**TEXT SHOWN:**
============

Earlier last year the Centers for Disease Control and Prevention released findings from one of the largest and most reliable surveys done on the topic of sexual behavior. The results based on interviews of about 5,300 young people, ages 15 to 24, shows the proportion of young people in that age group who said they’d never had oral, vaginal or anal sex rose in the past decade from 22 percent to about 28 percent.
So while more young people may be delaying sexual intercourse, they still are engaging in sexual activity. Health education can help address the lack of knowledge when it comes to sexual transmitted infections, unwanted and/or unplanned pregnancies, and of course contraceptive options. If you believe that the potential of young people must be guided to help them realize their full potential, then educating young people about sexual behavior risks could be a worthwhile investment. Regardless if you are a parent or not, support abstinence or a dual approach, keeping our youth free of STIs and unplanned babies is a smart investment.
Adolescence is an ideal time to promote positive personal behaviors such as an “ABC” approach , abstain – educating youth about both abstinence and delay of sexual activity and first pregnancy; be faithful – or partner reduction; and correct and consistent condom use. Another component sometimes added is “D” for drugs, which refers to reducing use of both intravenous drugs and recreational drugs, such as alcohol, that can increase the possibility of unsafe sex.
It’s important for parents and guardians to be active players in what minors know and do not know when it comes to sexual and reproductive health. Imagine the disappointment of a child becoming HIV positive because they didn’t know HIV can be contracted through oral and vaginal sex or a high school couple dealing with a pregnancy because they believed a popular contraception myth.

============

**APPLY WHAT YOU READ:**
(a) In the text on sexual health education for young people, what does the "D" sometimes added to the "ABC" approach stand for?
(b) Resume the text on sexual health education for young people, starting right after its final sentence.

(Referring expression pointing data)
============

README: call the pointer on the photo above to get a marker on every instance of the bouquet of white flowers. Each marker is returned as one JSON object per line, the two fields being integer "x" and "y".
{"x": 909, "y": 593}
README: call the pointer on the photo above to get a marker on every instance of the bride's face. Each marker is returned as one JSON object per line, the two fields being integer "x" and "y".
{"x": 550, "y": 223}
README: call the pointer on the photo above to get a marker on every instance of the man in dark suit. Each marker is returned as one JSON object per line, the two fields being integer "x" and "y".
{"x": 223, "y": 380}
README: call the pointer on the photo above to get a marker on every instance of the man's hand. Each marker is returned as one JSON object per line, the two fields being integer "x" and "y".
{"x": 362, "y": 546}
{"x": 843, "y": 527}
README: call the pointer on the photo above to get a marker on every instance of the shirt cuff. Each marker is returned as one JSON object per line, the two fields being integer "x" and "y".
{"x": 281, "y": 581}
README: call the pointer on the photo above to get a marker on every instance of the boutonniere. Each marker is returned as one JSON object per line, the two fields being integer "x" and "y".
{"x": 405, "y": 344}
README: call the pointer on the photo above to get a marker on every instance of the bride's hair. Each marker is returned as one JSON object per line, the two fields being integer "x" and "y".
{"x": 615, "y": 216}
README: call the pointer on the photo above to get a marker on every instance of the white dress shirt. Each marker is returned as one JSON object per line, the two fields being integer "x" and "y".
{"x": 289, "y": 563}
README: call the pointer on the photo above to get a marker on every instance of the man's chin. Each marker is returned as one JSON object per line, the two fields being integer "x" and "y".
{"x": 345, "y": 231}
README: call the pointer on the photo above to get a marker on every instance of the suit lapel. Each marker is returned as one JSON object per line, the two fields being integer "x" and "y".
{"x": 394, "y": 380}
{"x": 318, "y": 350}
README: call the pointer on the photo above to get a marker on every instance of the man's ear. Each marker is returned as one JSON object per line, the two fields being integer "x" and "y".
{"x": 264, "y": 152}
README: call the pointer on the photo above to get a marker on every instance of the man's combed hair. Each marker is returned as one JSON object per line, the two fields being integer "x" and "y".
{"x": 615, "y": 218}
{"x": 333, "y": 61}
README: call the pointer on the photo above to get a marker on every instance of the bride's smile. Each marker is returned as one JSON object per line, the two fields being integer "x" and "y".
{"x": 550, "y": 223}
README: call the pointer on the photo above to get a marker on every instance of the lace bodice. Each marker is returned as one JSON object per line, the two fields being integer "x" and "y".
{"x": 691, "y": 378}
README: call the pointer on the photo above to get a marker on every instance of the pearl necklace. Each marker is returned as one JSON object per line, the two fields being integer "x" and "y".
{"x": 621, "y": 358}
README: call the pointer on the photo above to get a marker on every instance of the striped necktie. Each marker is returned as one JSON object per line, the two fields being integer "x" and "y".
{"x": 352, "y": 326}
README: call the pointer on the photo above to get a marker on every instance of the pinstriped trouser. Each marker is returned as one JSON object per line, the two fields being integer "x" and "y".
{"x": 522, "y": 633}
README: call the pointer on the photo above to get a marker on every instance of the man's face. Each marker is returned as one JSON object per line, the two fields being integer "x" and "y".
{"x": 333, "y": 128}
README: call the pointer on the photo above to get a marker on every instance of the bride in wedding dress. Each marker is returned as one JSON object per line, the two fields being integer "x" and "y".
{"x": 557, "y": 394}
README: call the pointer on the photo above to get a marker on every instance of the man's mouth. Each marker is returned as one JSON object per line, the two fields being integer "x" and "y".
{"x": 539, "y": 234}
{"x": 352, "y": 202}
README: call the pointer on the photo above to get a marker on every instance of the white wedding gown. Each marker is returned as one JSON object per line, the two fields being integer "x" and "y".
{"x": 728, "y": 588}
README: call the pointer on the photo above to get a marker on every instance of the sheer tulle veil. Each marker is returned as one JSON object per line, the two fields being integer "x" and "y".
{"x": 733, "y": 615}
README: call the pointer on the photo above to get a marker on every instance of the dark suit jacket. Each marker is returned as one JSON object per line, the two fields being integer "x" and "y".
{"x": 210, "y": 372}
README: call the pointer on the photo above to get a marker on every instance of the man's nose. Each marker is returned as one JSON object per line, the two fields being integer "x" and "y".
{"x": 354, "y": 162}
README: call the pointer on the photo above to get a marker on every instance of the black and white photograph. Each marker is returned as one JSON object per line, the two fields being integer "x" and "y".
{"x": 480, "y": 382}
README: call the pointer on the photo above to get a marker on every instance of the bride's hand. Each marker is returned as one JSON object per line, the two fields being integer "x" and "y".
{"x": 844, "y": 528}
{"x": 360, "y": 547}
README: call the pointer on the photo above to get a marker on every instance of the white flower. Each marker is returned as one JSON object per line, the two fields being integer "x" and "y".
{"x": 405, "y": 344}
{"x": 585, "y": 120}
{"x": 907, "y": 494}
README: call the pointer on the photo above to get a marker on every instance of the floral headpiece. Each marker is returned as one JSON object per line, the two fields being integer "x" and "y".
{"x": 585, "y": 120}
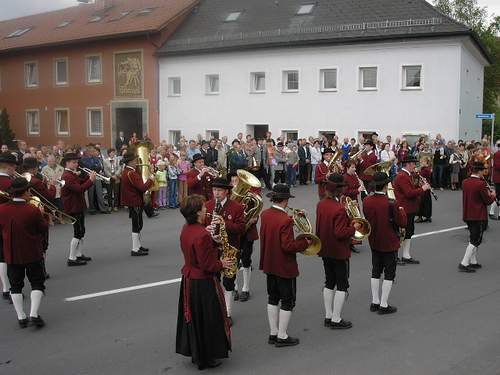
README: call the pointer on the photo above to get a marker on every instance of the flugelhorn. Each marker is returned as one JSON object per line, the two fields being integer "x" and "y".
{"x": 304, "y": 227}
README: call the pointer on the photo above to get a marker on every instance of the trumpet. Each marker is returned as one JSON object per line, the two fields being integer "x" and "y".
{"x": 98, "y": 175}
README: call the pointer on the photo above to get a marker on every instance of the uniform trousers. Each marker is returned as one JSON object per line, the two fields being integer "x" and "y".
{"x": 34, "y": 272}
{"x": 281, "y": 289}
{"x": 336, "y": 273}
{"x": 79, "y": 225}
{"x": 476, "y": 230}
{"x": 135, "y": 213}
{"x": 384, "y": 262}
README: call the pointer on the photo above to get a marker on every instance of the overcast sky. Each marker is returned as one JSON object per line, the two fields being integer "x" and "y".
{"x": 17, "y": 8}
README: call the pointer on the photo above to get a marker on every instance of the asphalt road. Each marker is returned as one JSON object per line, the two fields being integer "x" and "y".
{"x": 447, "y": 323}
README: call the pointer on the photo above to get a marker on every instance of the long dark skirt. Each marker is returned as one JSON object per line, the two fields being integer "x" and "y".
{"x": 426, "y": 205}
{"x": 204, "y": 338}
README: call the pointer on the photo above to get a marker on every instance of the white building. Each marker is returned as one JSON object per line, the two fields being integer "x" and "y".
{"x": 241, "y": 67}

============

**TASK-BY-TASK RESULTS:**
(a) "D" stands for drugs: reducing use of both intravenous drugs and recreational drugs, such as alcohol, that can increase the possibility of unsafe sex.

(b)
There are a few things to consider when preparing to implement effective health education in the home. For example, consider a “natural opportunity” to talk with a young person vs. a manufactured time, like when you’re together watching a program or film addressing the topic. You also need to consider the age and maturity of a young person; you don’t want to overwhelm them, so ask. Simply asking, “what do you know about preventing pregnancy…How do you avoid getting HIV…may make you blush but it starts a conversation.”
Here are five tips to educate your young person on health topics:
- Consider health on a continuum when you engage your child. Be consistent with health promotion when it comes to brushing teeth, getting proper sleep, preventing STI’s, and hand washing. Soon, nothing will be taboo to talk about.
- Be open to talking about any and everything brought to you. Youth today are continuously exposed to different points of view; some may differ from your own. By being open and willing to discuss it all, it creates a “safe place” to talk about the most sensitive topics. Be mindful of how you respond (e.g. avoid shaming, be more supportive).
- Get the facts. Arm your young person with the facts. Learn about STIs, contraception, risks, etc. together. Visit a clinic together, go online together, read brochures and discuss them. Clarify myths and push accurate information. It could save a life.
- Be sincere. Talking about some health issues are easier than some others. But avoid being contrite or rehearsed and be willing to share your own experiences, lessons you learned, etc. It will go a long way.
- Chances are if you open the door to communicate, someone will walk through. But you don’t have to know all the answers. It’s okay to say, “I don’t know.” Often listening without bias is a great opportunity to connect on these topics. See tip #4.
Remember that teenagers who are well informed are in a better position to make better decisions about their health and sexual behavior. For accurate health and hygiene information and resources, check out the Centers for Disease Control and Prevention website at cdc.gov.